--- INPUT RECORDS Enclosed Below ---

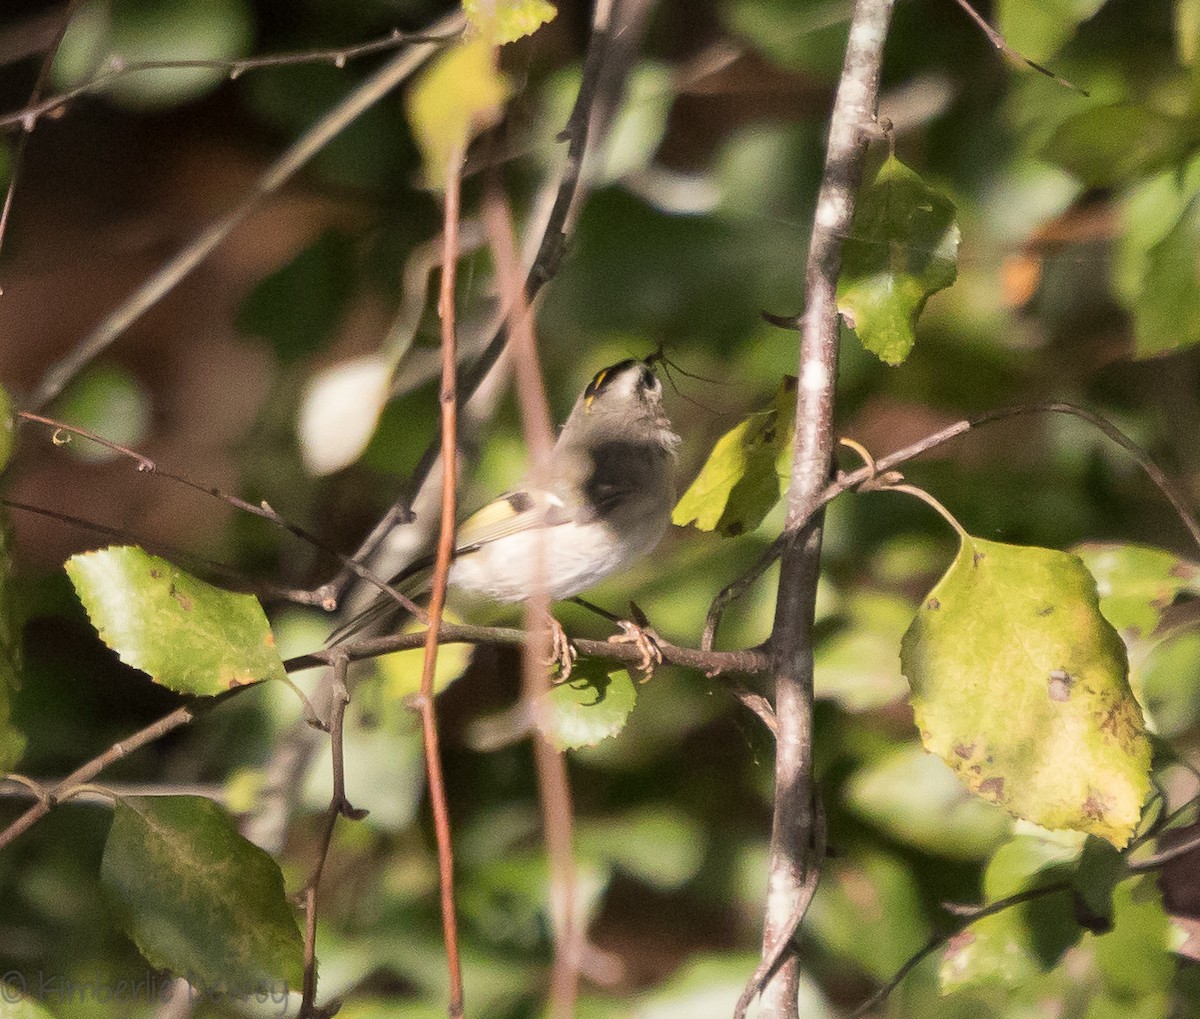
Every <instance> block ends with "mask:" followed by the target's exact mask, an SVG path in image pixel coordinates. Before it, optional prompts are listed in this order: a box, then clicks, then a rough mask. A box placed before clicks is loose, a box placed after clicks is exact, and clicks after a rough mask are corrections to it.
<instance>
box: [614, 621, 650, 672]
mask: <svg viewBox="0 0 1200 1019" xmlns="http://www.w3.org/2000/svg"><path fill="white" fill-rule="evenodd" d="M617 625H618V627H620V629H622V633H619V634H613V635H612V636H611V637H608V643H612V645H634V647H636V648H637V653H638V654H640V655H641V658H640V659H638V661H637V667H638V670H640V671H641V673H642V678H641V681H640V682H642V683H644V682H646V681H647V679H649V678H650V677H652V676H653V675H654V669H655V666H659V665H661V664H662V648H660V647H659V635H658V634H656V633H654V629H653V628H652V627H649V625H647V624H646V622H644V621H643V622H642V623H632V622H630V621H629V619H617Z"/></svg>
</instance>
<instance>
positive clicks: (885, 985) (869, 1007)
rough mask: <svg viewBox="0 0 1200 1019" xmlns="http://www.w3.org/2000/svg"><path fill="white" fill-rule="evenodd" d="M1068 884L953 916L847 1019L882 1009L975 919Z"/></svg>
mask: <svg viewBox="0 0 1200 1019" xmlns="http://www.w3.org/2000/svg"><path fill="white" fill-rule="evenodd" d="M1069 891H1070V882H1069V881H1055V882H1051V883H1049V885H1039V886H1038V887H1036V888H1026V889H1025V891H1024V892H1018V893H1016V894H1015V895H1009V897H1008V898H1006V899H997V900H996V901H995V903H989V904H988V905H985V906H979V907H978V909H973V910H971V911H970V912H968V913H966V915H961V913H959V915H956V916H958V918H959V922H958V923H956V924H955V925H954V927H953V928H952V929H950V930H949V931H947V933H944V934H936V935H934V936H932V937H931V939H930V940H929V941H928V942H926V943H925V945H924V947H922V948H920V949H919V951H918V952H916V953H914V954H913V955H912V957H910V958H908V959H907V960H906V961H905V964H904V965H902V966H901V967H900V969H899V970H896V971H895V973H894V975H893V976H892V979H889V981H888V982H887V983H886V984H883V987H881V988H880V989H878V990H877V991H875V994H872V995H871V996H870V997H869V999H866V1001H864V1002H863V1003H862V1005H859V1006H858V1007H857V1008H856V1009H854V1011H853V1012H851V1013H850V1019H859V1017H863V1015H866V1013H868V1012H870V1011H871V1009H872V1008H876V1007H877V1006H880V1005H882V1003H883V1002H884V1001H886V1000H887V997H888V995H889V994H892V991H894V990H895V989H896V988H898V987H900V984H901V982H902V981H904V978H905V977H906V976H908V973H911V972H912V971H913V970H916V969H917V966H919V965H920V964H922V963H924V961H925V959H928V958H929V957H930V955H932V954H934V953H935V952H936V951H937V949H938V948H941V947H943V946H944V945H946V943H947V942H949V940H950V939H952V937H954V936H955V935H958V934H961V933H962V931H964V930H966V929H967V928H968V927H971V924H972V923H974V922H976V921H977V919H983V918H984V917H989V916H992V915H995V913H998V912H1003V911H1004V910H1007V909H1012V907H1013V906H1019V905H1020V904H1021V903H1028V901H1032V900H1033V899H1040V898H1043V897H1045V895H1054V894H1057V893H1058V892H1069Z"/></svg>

--- End of Enclosed INPUT RECORDS ---

REQUIRED ACTION = Every line from the first line of the entries above through the line with "positive clicks: (885, 985) (869, 1007)" must be repeated exactly, and pictures must not be.

ANSWER TO THIS EXERCISE =
Every <instance> block ends with "mask:" followed by the target's exact mask, an SVG path in image pixel coordinates. Before it, optional prompts are listed in this order: a box, then clicks, then a rough mask. A box placed before clicks is loose, a box placed after clicks is exact, and clicks after a rough mask are corrections to it.
<instance>
box: [614, 621, 650, 672]
mask: <svg viewBox="0 0 1200 1019" xmlns="http://www.w3.org/2000/svg"><path fill="white" fill-rule="evenodd" d="M617 625H618V627H620V629H622V633H619V634H613V635H612V636H611V637H608V643H612V645H634V647H636V648H637V653H638V654H640V655H641V658H640V659H638V661H637V667H638V670H640V671H641V673H642V678H641V681H640V682H642V683H644V682H646V681H647V679H649V678H650V677H652V676H653V675H654V669H655V666H659V665H661V664H662V648H660V647H659V635H658V634H656V633H654V629H653V628H652V627H649V625H647V624H646V622H644V621H643V622H642V623H632V622H630V621H629V619H617Z"/></svg>
</instance>
<instance>
positive clicks: (885, 985) (869, 1007)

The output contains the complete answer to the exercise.